== Work to be completed ==
Copy each line of the records that holds the string "distant".

== Material shown ==
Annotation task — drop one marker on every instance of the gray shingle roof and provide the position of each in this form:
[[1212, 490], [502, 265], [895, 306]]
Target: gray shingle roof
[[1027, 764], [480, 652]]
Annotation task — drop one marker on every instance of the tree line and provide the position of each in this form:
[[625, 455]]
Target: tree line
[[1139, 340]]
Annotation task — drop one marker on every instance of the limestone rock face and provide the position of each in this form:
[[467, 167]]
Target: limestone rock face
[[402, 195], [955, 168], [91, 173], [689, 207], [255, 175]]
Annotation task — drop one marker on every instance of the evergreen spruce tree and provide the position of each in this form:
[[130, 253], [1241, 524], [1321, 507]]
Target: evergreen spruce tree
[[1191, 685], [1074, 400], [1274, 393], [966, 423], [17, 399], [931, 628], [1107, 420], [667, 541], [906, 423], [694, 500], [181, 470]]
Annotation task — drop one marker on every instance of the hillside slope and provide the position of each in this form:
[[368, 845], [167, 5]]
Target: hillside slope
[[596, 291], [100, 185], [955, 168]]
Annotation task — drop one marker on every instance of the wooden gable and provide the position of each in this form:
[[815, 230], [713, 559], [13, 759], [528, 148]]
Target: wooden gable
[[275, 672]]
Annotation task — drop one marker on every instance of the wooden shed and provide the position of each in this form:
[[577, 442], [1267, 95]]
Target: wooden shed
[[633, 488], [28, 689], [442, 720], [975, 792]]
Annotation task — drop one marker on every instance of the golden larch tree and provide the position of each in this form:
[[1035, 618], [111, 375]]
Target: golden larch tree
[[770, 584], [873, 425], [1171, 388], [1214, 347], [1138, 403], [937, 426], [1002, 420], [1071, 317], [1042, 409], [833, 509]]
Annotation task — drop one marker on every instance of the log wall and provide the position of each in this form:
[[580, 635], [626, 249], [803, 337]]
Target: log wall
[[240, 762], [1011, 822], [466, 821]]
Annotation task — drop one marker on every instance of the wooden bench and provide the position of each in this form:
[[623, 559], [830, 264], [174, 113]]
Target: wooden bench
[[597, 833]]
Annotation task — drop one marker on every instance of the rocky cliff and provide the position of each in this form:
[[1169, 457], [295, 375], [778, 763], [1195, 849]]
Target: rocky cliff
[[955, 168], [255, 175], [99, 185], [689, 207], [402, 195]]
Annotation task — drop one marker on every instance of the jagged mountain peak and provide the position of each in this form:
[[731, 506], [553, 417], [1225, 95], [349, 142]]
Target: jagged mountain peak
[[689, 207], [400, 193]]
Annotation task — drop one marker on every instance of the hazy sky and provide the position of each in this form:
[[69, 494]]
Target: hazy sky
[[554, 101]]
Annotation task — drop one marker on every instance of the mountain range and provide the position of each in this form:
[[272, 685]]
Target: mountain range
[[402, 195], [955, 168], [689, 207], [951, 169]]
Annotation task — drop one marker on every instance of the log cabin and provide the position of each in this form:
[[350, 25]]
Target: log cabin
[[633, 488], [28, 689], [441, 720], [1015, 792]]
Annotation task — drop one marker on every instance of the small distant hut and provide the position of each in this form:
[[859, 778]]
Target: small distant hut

== Response area ==
Annotation task — drop one marker on every instance of the small distant hut and provide the position of each in this form:
Target: small distant hut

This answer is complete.